TASK REQUIREMENTS: Work out how many lines in the data include the string "rough"; reply with that number alone.
Segment Start: RECORDED DATA
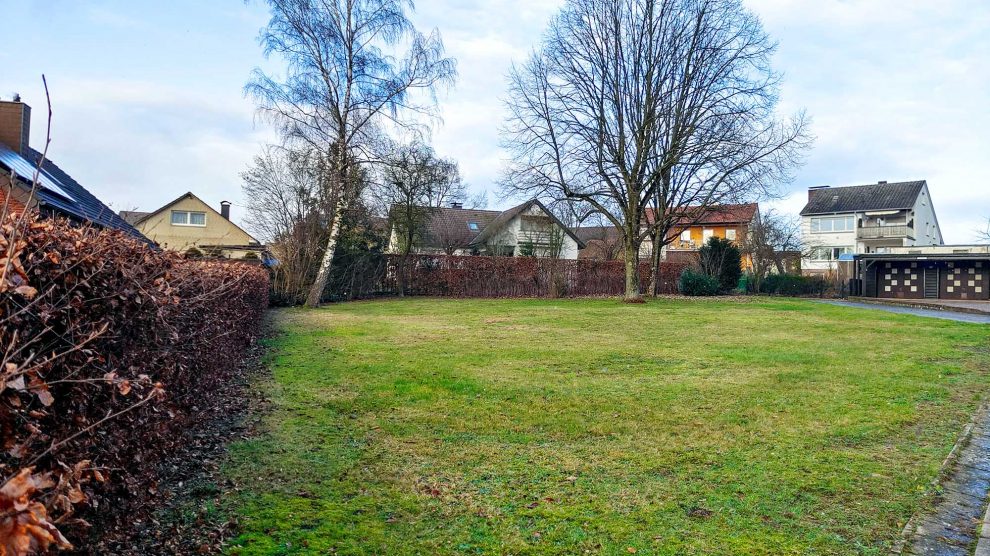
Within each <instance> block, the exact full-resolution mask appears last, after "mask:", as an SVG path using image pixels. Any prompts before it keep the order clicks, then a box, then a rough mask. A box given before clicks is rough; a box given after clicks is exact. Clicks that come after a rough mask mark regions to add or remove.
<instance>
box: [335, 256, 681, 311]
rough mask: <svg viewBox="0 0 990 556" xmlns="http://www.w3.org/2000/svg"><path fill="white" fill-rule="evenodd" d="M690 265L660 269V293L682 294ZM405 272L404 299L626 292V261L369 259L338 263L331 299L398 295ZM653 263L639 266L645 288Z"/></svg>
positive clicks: (469, 258) (667, 264) (367, 258)
mask: <svg viewBox="0 0 990 556" xmlns="http://www.w3.org/2000/svg"><path fill="white" fill-rule="evenodd" d="M687 267H688V265H687V264H685V263H662V264H661V265H660V278H661V280H660V293H663V294H675V293H677V280H678V278H679V277H680V275H681V272H682V271H683V270H684V269H685V268H687ZM400 270H401V271H402V272H404V273H405V281H404V282H405V291H404V292H403V293H404V294H405V295H424V296H437V297H485V298H505V297H561V296H598V295H601V296H617V295H622V294H623V293H624V291H625V263H624V262H623V261H595V260H561V259H550V258H542V257H477V256H476V257H458V256H448V255H409V256H408V257H406V258H405V260H404V261H403V258H402V257H401V256H399V255H377V254H368V255H360V256H345V257H339V258H338V259H336V260H334V266H333V270H332V274H331V276H330V280H329V281H328V285H327V290H326V293H325V295H324V297H325V299H326V300H332V301H339V300H346V299H361V298H368V297H375V296H384V295H398V294H399V286H398V284H399V281H398V279H397V278H398V276H399V272H400ZM649 277H650V267H649V263H647V262H642V263H640V265H639V279H640V284H641V288H642V289H645V288H646V286H647V284H648V283H649Z"/></svg>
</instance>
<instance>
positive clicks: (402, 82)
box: [246, 0, 456, 307]
mask: <svg viewBox="0 0 990 556" xmlns="http://www.w3.org/2000/svg"><path fill="white" fill-rule="evenodd" d="M268 4H269V6H270V9H271V10H270V11H271V20H270V21H269V23H268V26H267V27H266V28H265V29H264V30H263V31H262V33H261V39H260V40H261V44H262V46H263V48H264V52H265V55H266V56H273V55H274V56H277V57H279V58H281V59H282V60H284V61H285V63H286V74H285V76H284V78H278V77H273V76H271V75H268V74H266V73H265V72H263V71H262V70H260V69H256V70H255V71H254V73H253V76H252V79H251V80H250V82H249V83H248V85H247V87H246V91H247V93H248V94H249V95H251V96H252V97H254V98H255V99H256V100H257V102H258V109H259V112H260V114H261V115H262V116H264V117H267V118H269V119H270V120H271V121H273V122H275V123H276V124H277V125H278V126H279V127H280V129H281V132H282V133H283V135H284V136H285V138H286V140H287V141H293V142H301V143H303V144H305V145H308V146H310V147H312V148H314V149H317V150H319V151H320V152H324V153H327V155H328V159H329V160H330V167H331V171H330V172H329V175H328V183H327V187H329V188H332V189H333V190H334V191H335V194H334V195H333V197H334V199H335V203H334V208H333V210H332V211H331V218H330V221H329V222H327V225H328V227H329V233H328V235H327V242H326V248H325V250H324V252H323V256H322V260H321V263H320V265H319V269H318V271H317V273H316V277H315V280H314V282H313V284H312V285H311V286H310V288H309V293H308V295H307V297H306V304H307V305H308V306H311V307H315V306H316V305H318V304H319V302H320V297H321V295H322V293H323V289H324V287H325V286H326V281H327V277H328V275H329V272H330V266H331V264H332V263H333V256H334V252H335V248H336V244H337V238H338V235H339V233H340V220H341V215H342V214H343V213H344V212H345V211H346V210H347V208H348V206H349V205H350V203H352V202H354V200H355V198H356V193H355V192H354V191H351V190H350V189H351V188H349V184H351V183H353V182H354V181H355V180H353V179H352V174H353V173H354V172H355V171H356V168H357V167H358V166H359V165H362V164H366V163H368V162H371V161H373V160H374V159H375V157H374V155H373V153H374V145H375V142H376V141H377V140H378V139H379V137H380V135H381V130H382V129H383V128H387V127H396V126H398V127H403V128H406V127H411V126H415V123H414V122H415V121H421V120H417V116H428V117H432V116H435V114H436V113H435V106H436V99H435V96H434V93H435V91H436V90H437V89H438V88H440V87H444V86H447V85H449V84H452V83H453V80H454V78H455V76H456V68H455V62H454V60H453V59H451V58H447V57H445V56H444V47H443V42H442V41H441V38H440V35H439V33H438V32H437V31H436V30H434V31H432V32H431V33H430V34H428V35H426V34H423V33H421V32H419V31H417V30H416V29H415V27H414V26H413V25H412V23H411V21H410V20H409V18H408V13H409V12H410V11H411V10H412V9H413V4H412V2H411V1H410V0H268Z"/></svg>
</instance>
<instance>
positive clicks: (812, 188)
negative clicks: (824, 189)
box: [808, 185, 828, 203]
mask: <svg viewBox="0 0 990 556" xmlns="http://www.w3.org/2000/svg"><path fill="white" fill-rule="evenodd" d="M822 189H828V186H827V185H816V186H815V187H809V188H808V202H809V203H810V202H811V197H812V195H814V194H815V191H821V190H822Z"/></svg>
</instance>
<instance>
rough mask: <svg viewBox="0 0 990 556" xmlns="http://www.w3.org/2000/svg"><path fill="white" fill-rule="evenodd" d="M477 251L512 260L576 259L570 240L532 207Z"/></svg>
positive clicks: (550, 218)
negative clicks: (547, 257) (534, 258)
mask: <svg viewBox="0 0 990 556" xmlns="http://www.w3.org/2000/svg"><path fill="white" fill-rule="evenodd" d="M479 248H481V249H482V250H485V249H487V250H490V251H499V252H501V253H502V254H504V255H506V256H508V255H510V254H511V255H512V256H513V257H520V256H527V255H532V256H537V257H553V256H556V258H558V259H576V258H577V254H578V244H577V242H576V241H574V238H573V237H571V235H570V234H569V233H567V231H566V230H564V229H563V228H562V227H561V226H560V225H559V224H557V222H556V220H555V219H553V217H551V216H550V215H549V214H547V213H546V212H544V211H543V209H542V208H540V206H539V205H536V204H534V205H532V206H530V207H529V208H527V209H526V210H525V211H523V212H521V213H520V214H517V215H516V216H514V217H513V218H512V219H511V220H509V221H508V222H506V223H505V225H503V226H502V227H501V229H500V230H497V231H495V233H494V234H493V235H492V236H491V237H490V238H489V239H488V240H487V241H486V242H485V245H484V246H479ZM510 249H511V253H510V252H509V251H510Z"/></svg>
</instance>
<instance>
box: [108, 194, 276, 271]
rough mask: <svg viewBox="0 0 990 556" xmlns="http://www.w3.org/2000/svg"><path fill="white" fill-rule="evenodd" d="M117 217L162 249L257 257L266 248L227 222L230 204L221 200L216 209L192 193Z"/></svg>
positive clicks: (203, 252)
mask: <svg viewBox="0 0 990 556" xmlns="http://www.w3.org/2000/svg"><path fill="white" fill-rule="evenodd" d="M120 216H121V218H123V219H124V220H126V221H127V222H129V223H130V224H131V225H132V226H134V227H135V228H137V229H138V231H140V232H141V233H142V234H144V236H145V237H147V238H148V239H150V240H151V241H153V242H155V243H156V244H158V245H159V246H160V247H162V248H163V249H169V250H171V251H179V252H182V253H186V254H189V255H206V256H211V257H225V258H230V259H245V258H246V259H260V258H261V253H262V251H263V250H264V247H265V246H264V245H262V244H261V243H260V242H259V241H258V240H256V239H254V238H253V237H252V236H251V234H249V233H247V232H245V231H244V230H243V229H241V227H240V226H238V225H237V224H234V223H233V222H231V221H230V203H228V202H227V201H223V202H222V203H220V212H217V211H215V210H213V208H212V207H210V205H207V204H206V203H204V202H203V200H202V199H200V198H199V197H197V196H195V195H193V194H192V193H186V194H185V195H182V196H181V197H179V198H178V199H176V200H174V201H172V202H171V203H168V204H167V205H165V206H163V207H162V208H160V209H158V210H156V211H154V212H139V211H121V212H120Z"/></svg>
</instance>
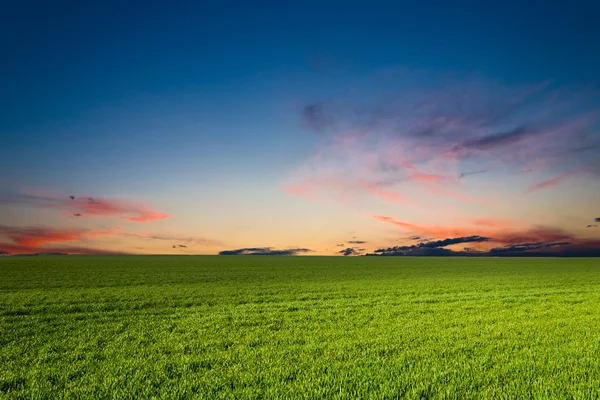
Segment End: RECORDED DATA
ANSWER BELOW: 4